[What needs to be done]
Identify each line in the rows below that contains the string "beefsteak", and copy those lines. Letter case matters.

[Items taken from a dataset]
▬▬▬
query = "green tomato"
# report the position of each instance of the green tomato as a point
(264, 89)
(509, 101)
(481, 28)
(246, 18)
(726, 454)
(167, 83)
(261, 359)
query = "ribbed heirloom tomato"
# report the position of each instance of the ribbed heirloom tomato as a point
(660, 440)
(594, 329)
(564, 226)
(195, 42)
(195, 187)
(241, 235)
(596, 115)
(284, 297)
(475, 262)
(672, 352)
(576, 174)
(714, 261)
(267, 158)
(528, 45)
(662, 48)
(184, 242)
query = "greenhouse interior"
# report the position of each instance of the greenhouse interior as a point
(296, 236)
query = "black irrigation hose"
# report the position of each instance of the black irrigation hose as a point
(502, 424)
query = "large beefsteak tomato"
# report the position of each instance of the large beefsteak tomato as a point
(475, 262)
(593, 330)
▬▬▬
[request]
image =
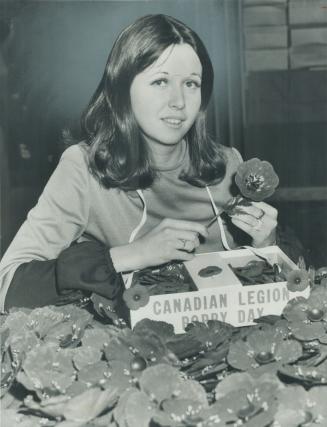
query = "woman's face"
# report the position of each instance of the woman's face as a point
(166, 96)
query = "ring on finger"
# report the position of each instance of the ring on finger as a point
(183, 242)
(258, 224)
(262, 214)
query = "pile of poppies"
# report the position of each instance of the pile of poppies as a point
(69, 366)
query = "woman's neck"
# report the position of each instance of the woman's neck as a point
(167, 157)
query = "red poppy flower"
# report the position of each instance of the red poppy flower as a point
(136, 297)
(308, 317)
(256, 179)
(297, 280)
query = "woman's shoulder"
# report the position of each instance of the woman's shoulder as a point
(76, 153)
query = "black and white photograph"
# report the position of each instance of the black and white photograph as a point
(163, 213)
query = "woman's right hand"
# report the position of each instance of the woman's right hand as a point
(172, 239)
▬▬▬
[Solved exercise]
query = "large beefsteak tomato"
# report the position of each instance of the large beefsteak tomato as a point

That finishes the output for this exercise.